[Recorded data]

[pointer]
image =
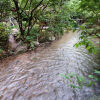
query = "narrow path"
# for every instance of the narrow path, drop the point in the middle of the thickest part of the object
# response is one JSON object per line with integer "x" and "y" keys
{"x": 35, "y": 76}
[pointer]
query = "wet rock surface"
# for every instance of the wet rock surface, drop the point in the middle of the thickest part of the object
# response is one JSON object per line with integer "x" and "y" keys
{"x": 35, "y": 76}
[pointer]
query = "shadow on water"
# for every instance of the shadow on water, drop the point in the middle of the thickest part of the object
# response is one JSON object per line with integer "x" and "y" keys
{"x": 35, "y": 76}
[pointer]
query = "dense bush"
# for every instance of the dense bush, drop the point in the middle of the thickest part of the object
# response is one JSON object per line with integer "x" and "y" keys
{"x": 3, "y": 36}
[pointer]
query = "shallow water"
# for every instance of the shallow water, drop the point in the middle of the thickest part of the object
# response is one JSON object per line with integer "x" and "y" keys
{"x": 35, "y": 76}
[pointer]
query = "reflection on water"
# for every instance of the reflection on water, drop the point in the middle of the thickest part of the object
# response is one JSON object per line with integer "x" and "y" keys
{"x": 35, "y": 76}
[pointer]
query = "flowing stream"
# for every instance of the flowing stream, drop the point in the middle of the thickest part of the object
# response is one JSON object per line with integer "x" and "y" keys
{"x": 35, "y": 76}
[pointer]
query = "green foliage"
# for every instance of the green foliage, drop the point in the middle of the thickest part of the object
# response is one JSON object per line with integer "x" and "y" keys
{"x": 4, "y": 9}
{"x": 3, "y": 36}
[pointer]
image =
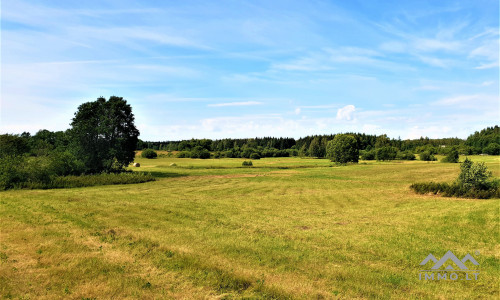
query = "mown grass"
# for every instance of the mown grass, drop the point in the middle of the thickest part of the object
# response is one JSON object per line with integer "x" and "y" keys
{"x": 285, "y": 228}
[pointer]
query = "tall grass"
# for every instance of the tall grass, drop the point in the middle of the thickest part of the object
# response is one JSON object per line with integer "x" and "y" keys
{"x": 88, "y": 180}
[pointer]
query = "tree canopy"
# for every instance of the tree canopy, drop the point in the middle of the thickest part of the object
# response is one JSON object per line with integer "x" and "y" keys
{"x": 343, "y": 149}
{"x": 104, "y": 136}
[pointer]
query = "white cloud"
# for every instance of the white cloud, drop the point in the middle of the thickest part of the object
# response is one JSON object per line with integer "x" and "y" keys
{"x": 346, "y": 113}
{"x": 470, "y": 101}
{"x": 245, "y": 103}
{"x": 487, "y": 66}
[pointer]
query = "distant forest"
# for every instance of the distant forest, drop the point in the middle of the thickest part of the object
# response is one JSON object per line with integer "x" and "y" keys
{"x": 486, "y": 141}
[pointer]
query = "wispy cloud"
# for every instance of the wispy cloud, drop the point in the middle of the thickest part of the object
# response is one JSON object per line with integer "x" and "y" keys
{"x": 346, "y": 113}
{"x": 245, "y": 103}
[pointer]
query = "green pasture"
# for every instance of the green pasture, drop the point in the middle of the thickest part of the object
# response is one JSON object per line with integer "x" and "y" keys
{"x": 296, "y": 228}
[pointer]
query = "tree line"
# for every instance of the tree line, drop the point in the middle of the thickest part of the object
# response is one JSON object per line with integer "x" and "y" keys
{"x": 102, "y": 139}
{"x": 369, "y": 146}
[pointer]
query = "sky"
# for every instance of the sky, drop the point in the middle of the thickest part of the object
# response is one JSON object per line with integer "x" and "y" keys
{"x": 240, "y": 69}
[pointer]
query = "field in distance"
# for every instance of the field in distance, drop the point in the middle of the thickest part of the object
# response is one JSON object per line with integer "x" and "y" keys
{"x": 285, "y": 228}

Required work:
Output the data above verbatim, pictures excluded.

Solved problem:
[pointer]
image =
query = "narrow path"
# for every instance of the narrow path, drop the point in the middle of the thickest part of the object
# response is one JSON object per line with integer "x" and "y" keys
{"x": 35, "y": 76}
[pointer]
query = "wet rock surface"
# for every instance of the wet rock surface, drop the point in the middle of the thickest part of the object
# response is one JSON object per line with integer "x" and "y" keys
{"x": 35, "y": 76}
[pointer]
query = "shadow on water"
# for every instance of the shadow on water, drop the point in the middle of the thickest part of the object
# response is one JSON object per line with integer "x" and "y" keys
{"x": 35, "y": 76}
[pointer]
query = "dense bush"
# for every instance of the dense bush, drop the point in the middle of the thickest part of the object
# response is one JSON object per line with integer "x" and "y" keys
{"x": 3, "y": 36}
[pointer]
query = "shallow water"
# for every instance of the shallow water, drop the point in the middle of the thickest part of the object
# response is one JSON object per line with integer "x" and "y" keys
{"x": 35, "y": 76}
[pointer]
query = "reflection on water"
# for every instance of the reflection on water, drop the point in the middle of the thickest part of the object
# response is one JSON object per line with integer "x" and "y" keys
{"x": 35, "y": 76}
[pointer]
query = "flowing stream"
# for every instance of the flowing stream, drop the point in the middle of the thickest part of the object
# response is one JSON object per line with integer "x" and "y" keys
{"x": 35, "y": 76}
[pointer]
query = "green foliage"
# for every instance of the green foliage, drop the point in the middle of the thickest part of the object
# response is one JSON object per line with integer "x" and "y" keys
{"x": 4, "y": 9}
{"x": 3, "y": 36}
[pointer]
image =
query = "mown grass"
# for every instance of the mown grass, drop the point in the middle of the thickest part of the object
# response is one JSON object per line with integer "x" and "y" keys
{"x": 285, "y": 228}
[pointer]
query = "tall grass"
# for every instance of the tall grass, drop the point in the middle of the thickest part of the object
# response is one JSON object per line with integer "x" and "y" keys
{"x": 88, "y": 180}
[pointer]
query = "tree canopy"
# for every instance of the tree canopy, drop the point in the middle of the thickest part of the object
# response is one JSON object per line with integer "x" and "y" keys
{"x": 343, "y": 149}
{"x": 104, "y": 136}
[pointer]
query = "white cloud"
# for every instance of the white cloud, drop the point in the middle of the thickest part of the object
# response is one JSON object per line with integer "x" and "y" keys
{"x": 346, "y": 113}
{"x": 470, "y": 101}
{"x": 245, "y": 103}
{"x": 487, "y": 66}
[pointer]
query = "distant forest"
# for every instance of the distant forest, drop the point in the middle of the thickest part of the object
# response is one JSON object per line with integer "x" and "y" keys
{"x": 486, "y": 141}
[pointer]
query = "wispy cloud"
# for every instance of the wispy cloud, drop the point in the middle of the thickest part of the object
# response is one JSON object per line with integer "x" and "y" keys
{"x": 346, "y": 113}
{"x": 245, "y": 103}
[pointer]
query = "green pasture"
# for every instance of the green pasture, drop the point in the middle of the thickest part of the object
# response is one JSON object per line with integer "x" and "y" keys
{"x": 296, "y": 228}
[pointer]
query = "tree line"
# for every instance of the tree line, drop the point in the middle of the thickest part of the object
# response is one JSON object per line with integer "x" and "y" keys
{"x": 102, "y": 139}
{"x": 369, "y": 146}
[pointer]
query = "sky"
# for every instance of the sky, drop the point in the middle of the thickest part of the object
# response is one JSON object per line with integer "x" and "y" keys
{"x": 240, "y": 69}
[pointer]
query = "field in distance"
# for every instance of the field in distance, drop the point in the middle of the thickest part of the object
# response is one JSON object per line with integer "x" and "y" keys
{"x": 285, "y": 228}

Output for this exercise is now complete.